== PROVIDED ENTRIES ==

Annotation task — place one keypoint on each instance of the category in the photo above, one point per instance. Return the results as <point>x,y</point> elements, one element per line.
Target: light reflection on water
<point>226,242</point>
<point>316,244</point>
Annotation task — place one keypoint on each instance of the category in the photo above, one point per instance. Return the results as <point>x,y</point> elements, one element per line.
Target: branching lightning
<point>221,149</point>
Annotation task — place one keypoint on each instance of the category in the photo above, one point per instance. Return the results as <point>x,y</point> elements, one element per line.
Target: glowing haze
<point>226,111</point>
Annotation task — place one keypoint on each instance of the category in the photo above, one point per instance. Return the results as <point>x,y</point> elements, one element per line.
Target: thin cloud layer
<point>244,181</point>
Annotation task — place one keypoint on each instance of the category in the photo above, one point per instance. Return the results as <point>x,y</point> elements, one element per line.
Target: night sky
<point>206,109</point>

===
== PROVIDED ENTRIES ==

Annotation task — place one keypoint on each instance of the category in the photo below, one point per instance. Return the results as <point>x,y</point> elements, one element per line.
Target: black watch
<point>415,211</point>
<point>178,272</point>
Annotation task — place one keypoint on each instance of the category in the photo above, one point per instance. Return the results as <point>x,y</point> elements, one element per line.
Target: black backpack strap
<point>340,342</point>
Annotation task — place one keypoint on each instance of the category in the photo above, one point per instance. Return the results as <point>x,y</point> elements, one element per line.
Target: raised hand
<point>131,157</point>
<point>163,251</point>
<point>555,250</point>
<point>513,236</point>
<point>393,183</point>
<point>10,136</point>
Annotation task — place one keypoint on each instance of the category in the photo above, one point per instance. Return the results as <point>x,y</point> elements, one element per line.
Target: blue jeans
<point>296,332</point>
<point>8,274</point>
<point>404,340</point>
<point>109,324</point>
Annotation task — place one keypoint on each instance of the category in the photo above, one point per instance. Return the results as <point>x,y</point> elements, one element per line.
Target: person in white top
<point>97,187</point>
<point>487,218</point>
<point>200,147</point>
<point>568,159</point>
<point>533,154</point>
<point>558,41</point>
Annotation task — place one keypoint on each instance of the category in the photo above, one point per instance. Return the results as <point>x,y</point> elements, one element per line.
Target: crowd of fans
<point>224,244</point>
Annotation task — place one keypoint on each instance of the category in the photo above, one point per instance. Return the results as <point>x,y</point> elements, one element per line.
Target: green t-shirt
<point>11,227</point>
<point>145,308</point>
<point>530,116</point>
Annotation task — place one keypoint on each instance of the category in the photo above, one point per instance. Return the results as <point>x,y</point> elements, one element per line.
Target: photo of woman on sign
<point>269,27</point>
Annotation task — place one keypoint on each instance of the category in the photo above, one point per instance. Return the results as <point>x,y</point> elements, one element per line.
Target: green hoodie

===

- [EXERCISE REQUIREMENTS] Gather every line of the material above that contains the string "green" and copy each one out. Case counts, so a match must have the same uppercase and lowercase letters.

- [WRITTEN RESPONSE]
Target: green t-shirt
Target: green hoodie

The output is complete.